▶ Task directions
Set down the full listing exactly as given. Any pictures are to be left out.

▶ Raw records
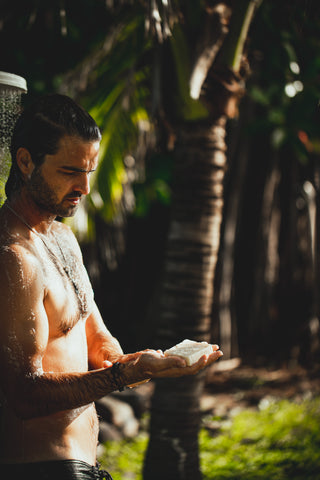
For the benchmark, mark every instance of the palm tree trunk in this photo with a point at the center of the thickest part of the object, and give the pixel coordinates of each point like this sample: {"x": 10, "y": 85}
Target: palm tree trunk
{"x": 187, "y": 294}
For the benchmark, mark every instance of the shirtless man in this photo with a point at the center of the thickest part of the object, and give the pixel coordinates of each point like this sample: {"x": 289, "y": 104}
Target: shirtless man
{"x": 56, "y": 355}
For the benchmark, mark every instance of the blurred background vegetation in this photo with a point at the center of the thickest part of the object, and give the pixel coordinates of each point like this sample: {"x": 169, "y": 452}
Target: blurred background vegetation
{"x": 127, "y": 62}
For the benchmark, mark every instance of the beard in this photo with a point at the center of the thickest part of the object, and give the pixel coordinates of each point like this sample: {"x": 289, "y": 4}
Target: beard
{"x": 46, "y": 198}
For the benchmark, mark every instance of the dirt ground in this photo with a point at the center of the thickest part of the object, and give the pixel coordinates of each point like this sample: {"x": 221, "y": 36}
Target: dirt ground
{"x": 232, "y": 386}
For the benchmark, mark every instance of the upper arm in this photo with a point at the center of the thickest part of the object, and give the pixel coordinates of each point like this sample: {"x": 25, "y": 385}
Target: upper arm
{"x": 24, "y": 327}
{"x": 101, "y": 344}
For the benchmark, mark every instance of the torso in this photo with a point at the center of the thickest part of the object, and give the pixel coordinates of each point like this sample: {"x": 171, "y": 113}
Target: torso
{"x": 68, "y": 300}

▶ Task result
For the benchmark, mark every instance of the palm tree trunk in this photo with a point at the center of the thickest part of the object, and give the pixel coordinates of each point like this sample: {"x": 10, "y": 85}
Target: palm tree trunk
{"x": 187, "y": 294}
For the benchmark, mark every instance of the shirtless man in this photo with a point at the center of the thickest part of the object, and give the pixel coordinates of each point like this sample: {"x": 289, "y": 104}
Target: shirtless man
{"x": 56, "y": 355}
For the benchmark, mark every instance of the blurred background vegetation in this photo with a point at the center of the thickest part of the object, and give the pixel coordinates of each point like this sample: {"x": 169, "y": 452}
Target: blurred background vegetation
{"x": 127, "y": 62}
For the benchmark, mark every instance of the beard in this photo with a point at the center of the thickest part of the object, and give the pixel coordinates of each point like this sample: {"x": 289, "y": 4}
Target: beard
{"x": 46, "y": 198}
For the benchmark, mark every instance of the dirt ground in this photo with a point at the center of the thickest part of the object, and give the pixel coordinates of each point like this sample: {"x": 221, "y": 36}
Target: dirt ground
{"x": 232, "y": 386}
For the benchmark, mark every instance of the upper arm in this photo with a point at the center of the thickest part of the object, and give the pixel coordinates of each point like this sample: {"x": 25, "y": 385}
Target: upper arm
{"x": 24, "y": 327}
{"x": 101, "y": 344}
For the benchmark, mark every instance of the torso in this photo with a point at the center of the thickest part of the object, and give the pixel coordinates of each point like this sample: {"x": 171, "y": 113}
Target: torso
{"x": 68, "y": 300}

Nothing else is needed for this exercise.